Requirement – Find "the form [734,186]." in the data below; transcribe the line it appears on and each line after it, exactly, to the end, and nothing else.

## Begin Dataset records

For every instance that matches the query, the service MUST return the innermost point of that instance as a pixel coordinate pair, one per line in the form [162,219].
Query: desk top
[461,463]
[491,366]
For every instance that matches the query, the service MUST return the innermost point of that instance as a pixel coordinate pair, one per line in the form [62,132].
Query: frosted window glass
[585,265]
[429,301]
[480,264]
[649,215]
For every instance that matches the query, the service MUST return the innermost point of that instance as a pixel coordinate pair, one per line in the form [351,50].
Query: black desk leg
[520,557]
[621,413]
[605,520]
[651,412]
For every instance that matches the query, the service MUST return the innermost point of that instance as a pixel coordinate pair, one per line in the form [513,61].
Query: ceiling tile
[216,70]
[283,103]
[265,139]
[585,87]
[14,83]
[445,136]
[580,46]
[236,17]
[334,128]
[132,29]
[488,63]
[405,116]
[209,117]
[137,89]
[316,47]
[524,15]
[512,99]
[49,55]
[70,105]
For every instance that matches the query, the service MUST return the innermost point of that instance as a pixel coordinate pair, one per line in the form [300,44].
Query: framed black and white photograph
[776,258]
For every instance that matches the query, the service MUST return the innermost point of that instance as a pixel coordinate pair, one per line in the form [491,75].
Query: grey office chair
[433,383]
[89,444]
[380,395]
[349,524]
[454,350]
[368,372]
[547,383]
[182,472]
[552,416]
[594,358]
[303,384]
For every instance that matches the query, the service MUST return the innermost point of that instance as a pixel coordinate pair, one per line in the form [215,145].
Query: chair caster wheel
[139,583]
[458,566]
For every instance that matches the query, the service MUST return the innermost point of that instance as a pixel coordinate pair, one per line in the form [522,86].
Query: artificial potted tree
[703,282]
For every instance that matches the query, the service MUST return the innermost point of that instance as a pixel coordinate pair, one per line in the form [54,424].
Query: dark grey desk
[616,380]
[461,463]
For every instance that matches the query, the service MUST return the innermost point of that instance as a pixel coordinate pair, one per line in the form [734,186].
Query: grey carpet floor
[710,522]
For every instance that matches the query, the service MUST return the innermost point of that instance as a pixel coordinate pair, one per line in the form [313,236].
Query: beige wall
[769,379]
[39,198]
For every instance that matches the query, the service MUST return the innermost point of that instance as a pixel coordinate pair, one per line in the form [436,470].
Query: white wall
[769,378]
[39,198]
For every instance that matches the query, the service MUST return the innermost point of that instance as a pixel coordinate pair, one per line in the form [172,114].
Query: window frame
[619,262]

## End Dataset records

Solution to this exercise –
For every instance that matches the query, the service MUST return the innermost point of that instance as a pixel coordinate pair, one per line in the form [734,186].
Query: grey carpet floor
[710,522]
For every instance that matches the query, the service MUST return the innermost point of that instance as a pixel coordinate pair, one per line in the form [313,236].
Query: beige wall
[769,379]
[39,198]
For every instance that matches the query, the service MUST return the innermost point of that instance as a pixel coordinate pair, one per line in the form [436,470].
Query: white wall
[769,378]
[39,198]
For every instance that matches the query, the service MUST return the innermost point of that instance as a pixel coordinate pair, one per line in the form [172,114].
Query: window frame
[619,262]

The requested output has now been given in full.